Required work
The lines to be copied are those below that contain "region".

Records for this exercise
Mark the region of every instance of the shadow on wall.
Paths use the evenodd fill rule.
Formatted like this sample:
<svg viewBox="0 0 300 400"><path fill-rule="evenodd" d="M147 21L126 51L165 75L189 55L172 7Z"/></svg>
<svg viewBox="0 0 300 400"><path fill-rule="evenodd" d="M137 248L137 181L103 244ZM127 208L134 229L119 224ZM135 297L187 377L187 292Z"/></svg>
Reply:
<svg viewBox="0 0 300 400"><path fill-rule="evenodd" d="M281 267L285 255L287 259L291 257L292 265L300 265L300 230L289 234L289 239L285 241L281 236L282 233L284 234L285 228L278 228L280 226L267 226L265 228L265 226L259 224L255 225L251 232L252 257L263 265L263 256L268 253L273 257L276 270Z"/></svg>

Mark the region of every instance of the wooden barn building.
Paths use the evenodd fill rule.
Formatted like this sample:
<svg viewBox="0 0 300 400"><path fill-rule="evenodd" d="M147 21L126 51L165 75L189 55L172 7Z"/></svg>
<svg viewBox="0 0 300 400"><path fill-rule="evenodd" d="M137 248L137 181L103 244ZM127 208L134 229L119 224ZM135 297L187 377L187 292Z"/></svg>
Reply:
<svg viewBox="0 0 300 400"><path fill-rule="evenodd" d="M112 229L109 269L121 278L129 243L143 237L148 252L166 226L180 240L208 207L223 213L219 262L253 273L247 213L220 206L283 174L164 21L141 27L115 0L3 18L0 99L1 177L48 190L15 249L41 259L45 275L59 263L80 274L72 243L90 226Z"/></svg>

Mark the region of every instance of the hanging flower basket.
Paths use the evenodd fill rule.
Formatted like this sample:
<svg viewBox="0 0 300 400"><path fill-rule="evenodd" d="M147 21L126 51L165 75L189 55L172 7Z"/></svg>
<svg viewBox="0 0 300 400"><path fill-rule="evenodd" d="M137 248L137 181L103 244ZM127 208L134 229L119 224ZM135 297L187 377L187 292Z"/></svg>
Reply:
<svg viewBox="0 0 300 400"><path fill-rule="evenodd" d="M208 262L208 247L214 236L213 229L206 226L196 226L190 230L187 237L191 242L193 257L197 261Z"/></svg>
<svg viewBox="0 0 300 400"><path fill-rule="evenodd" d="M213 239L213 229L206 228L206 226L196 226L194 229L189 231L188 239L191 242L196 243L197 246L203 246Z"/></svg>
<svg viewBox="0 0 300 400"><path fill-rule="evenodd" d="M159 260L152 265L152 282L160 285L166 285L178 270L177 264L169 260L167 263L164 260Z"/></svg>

Response to the exercise
Mark the region of every instance of the shadow on wall.
Mark the region of every instance of the wooden barn building.
Mark the region of every instance of the hanging flower basket.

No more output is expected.